# PROBLEM TO SOLVE
Extract every line of the items below that contains the string "face", treating uppercase and lowercase letters as different.

— Begin DATA LINES —

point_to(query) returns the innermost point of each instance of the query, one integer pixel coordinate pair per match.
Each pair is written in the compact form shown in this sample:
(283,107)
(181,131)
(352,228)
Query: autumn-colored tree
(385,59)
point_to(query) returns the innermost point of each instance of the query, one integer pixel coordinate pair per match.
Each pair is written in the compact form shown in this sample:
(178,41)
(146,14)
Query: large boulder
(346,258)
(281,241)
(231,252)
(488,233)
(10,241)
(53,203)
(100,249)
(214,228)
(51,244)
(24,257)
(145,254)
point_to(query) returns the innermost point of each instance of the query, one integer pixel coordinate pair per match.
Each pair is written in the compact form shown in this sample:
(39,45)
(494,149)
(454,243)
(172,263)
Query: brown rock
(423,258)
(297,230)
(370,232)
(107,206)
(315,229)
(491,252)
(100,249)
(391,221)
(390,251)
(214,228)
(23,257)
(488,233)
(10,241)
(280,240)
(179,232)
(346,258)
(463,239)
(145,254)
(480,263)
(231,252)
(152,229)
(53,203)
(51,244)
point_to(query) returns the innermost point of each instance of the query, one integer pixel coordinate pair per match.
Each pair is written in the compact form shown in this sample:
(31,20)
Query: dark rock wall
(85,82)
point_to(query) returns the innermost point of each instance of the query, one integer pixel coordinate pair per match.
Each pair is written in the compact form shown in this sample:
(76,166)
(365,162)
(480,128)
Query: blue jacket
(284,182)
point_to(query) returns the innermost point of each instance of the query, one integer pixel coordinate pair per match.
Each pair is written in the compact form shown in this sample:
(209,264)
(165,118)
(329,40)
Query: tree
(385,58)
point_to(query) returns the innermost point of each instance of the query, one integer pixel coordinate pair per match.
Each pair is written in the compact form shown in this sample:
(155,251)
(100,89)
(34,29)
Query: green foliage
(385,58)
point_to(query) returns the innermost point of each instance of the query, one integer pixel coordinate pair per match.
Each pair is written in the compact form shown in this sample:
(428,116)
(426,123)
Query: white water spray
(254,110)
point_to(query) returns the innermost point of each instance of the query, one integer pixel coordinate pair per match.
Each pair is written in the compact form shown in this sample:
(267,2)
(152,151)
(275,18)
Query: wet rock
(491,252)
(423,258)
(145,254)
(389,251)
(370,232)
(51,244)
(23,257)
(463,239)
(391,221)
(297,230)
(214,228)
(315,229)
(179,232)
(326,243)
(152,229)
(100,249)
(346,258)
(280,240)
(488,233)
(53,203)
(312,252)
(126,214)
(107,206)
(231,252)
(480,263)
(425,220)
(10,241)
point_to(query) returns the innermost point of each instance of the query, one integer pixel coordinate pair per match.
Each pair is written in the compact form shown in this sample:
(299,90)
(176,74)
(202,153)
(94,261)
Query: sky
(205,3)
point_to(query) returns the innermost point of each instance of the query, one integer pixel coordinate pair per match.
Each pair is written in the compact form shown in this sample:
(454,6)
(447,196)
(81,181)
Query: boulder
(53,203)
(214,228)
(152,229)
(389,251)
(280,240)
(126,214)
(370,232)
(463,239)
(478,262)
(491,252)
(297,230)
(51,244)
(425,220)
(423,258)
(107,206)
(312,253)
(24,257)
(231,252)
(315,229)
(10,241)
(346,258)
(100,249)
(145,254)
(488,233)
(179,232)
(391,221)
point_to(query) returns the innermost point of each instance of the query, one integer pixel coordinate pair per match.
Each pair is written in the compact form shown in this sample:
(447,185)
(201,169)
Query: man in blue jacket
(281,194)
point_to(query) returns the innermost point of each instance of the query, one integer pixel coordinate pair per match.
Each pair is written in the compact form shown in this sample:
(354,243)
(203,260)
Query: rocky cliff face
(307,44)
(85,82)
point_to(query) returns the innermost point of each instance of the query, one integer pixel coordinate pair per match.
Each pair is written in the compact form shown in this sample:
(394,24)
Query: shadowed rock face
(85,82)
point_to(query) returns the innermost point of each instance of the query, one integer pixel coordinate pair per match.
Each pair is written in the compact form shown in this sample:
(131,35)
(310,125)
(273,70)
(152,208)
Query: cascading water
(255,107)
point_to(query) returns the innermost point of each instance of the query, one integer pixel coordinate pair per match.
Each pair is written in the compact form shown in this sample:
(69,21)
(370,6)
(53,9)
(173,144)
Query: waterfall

— End DATA LINES —

# RESPONSE BELOW
Query: rocky cliff face
Query: shadowed rock face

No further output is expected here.